Jobs:
(a) Answer these questions about the forum thread on product hype:
(i) From whom did brooklandsracer buy the product?
(ii) Which two qualities of the product does Ads_ClioV6 call good?
(iii) How long does streaky tell FallenAngel to wait before getting used to the hype?
(b) Extend the forum thread on product hype from its final line.

Provided passage:
+===+
Just giving my honest opinion on a product I've bought, I thought that was what a forum was for, I certainly don't feel I've "jumped on a bandwagon" by doing so. It would seem from your post that either you've done the same or are passing comment on two products you haven't yet tried.


----------



## brooklandsracer (Mar 3, 2017)

Richard151 said:


> Just giving my honest opinion on a product I've bought, I thought that was what a forum was for, I certainly don't feel I've "jumped on a bandwagon" by doing so. It would seem from your post that either you've done the same or are passing comment on two products you haven't yet tried.


yes have tried, bought off Imran and found it an okish product but nothing to rave on about.


----------



## Richard151 (Mar 15, 2017)

brooklandsracer said:


> yes have tried, bought off Imran and found it an okish product but nothing to rave on about.


Welcome to the bandwagon.


----------



## Ads_ClioV6 (Apr 27, 2014)

I was looking forward too being blown away with it,but like above honestly meh didnt live up too the hype.Being a horder of quick detailers.It is not even in my top three unfortunately.Beading is good and gloss,but here's a few that look better and are easy on off too apply and remove
Done and Dusted
odk entourage
vics qd
pinnacle crystal mist
blackfire midnight sun qd
clearkote quik shine etc


----------



## streaky (Dec 2, 2006)

FallenAngel said:


> I noticed that there is a lot of hype lately about some "new products", and it seems that they are always just a another brand offering of the same existing products. This needs to stop, esp here on the forum.


Give it a few more years, you'll get used to the hype:thumb:


----------



## Mikej857 (Jan 17, 2012)
+===+
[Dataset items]
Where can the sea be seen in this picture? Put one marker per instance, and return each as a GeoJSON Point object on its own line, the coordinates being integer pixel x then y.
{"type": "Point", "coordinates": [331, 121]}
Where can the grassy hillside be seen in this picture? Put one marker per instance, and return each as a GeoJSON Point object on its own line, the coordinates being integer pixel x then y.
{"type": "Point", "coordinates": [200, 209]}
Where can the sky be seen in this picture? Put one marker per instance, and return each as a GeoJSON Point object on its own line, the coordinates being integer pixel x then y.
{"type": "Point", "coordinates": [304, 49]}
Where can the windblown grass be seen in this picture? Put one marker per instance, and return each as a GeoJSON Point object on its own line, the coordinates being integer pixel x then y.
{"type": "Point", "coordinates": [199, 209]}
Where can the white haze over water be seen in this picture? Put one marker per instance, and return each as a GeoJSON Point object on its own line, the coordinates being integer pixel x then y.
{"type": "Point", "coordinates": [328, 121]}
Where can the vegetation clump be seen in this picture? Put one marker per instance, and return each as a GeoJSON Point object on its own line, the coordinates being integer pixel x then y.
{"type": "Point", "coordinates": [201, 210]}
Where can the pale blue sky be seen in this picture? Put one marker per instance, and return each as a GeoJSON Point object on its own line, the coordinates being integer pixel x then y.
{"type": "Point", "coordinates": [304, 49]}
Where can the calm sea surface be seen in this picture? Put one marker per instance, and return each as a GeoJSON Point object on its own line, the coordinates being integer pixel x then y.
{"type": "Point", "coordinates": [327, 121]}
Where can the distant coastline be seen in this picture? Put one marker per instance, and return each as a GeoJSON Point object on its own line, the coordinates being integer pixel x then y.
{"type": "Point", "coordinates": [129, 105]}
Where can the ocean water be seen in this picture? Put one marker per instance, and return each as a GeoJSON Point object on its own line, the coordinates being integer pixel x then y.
+===+
Outputs in order:
(a)
(i) Imran
(ii) Beading and gloss
(iii) A few more years

(b)
Ads_ClioV6 said:


> I was looking forward too being blown away with it,but like above honestly meh didnt live up too the hype.Being a horder of quick detailers.It is not even in my top three unfortunately.Beading is good and gloss,but here's a few that look better and are easy on off too apply and remove
> Done and Dusted
> odk entourage
> vics qd
> ...


Exactly the review I've been lookimg for where its compared against something I've used or have in the existing arsenal

Everyone I've asked previously has been less than informative

Sent from my SM-G930F using Tapatalk


----------



## Brian1612 (Apr 5, 2015)

Will hold off on this the same way I did with Fusso. Only recently tried Fusso, decent product, impressive durability but nothing ground breaking, even the water behaviour was 'good', not great. The real nail in the coffin for me is that it has contaminated and ruined my quality Korean MFs (I think). 

Will try this out in future once the hype dies down.


----------



## TooFunny (Sep 18, 2012)

Well don't I now feel the fool. Seems I totally bought the hype and have plumped for the Ceramic and Detailer for my new Kuga coming Saturday.....

Or I'll use it and be happy and the world will still turn.


----------



## DIESEL DAVE (Jul 26, 2007)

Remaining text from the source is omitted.